-- START OF Data lines --

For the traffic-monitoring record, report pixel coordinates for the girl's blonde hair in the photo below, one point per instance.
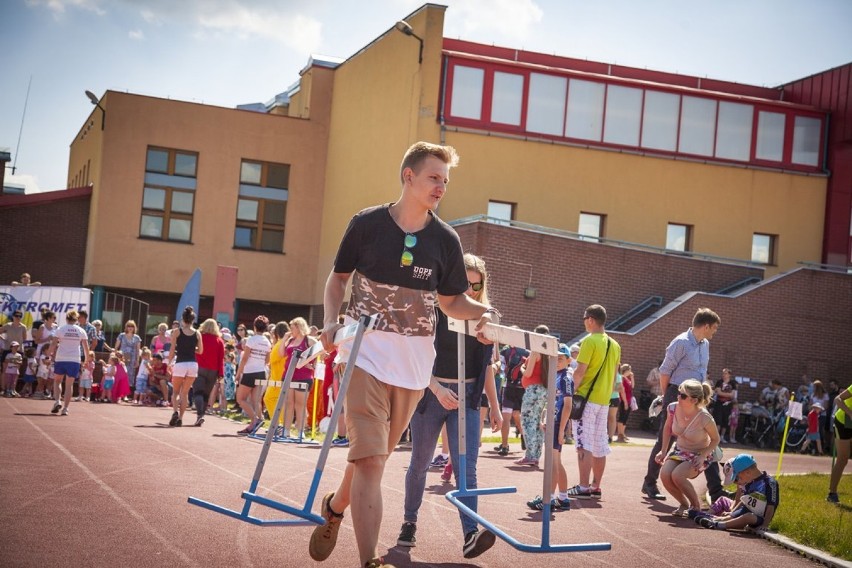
(300, 324)
(699, 391)
(475, 263)
(210, 327)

-- END OF Data lines --

> Given request:
Convert the entries above into a numbered list with one line per item, skipping blank lines and leaving out the pictures.

> Full answer:
1. For the traffic-monitoring record, report pixel coordinates for the girl's blonde hair in the photo below, one point per instance.
2. (300, 324)
3. (699, 391)
4. (475, 263)
5. (210, 327)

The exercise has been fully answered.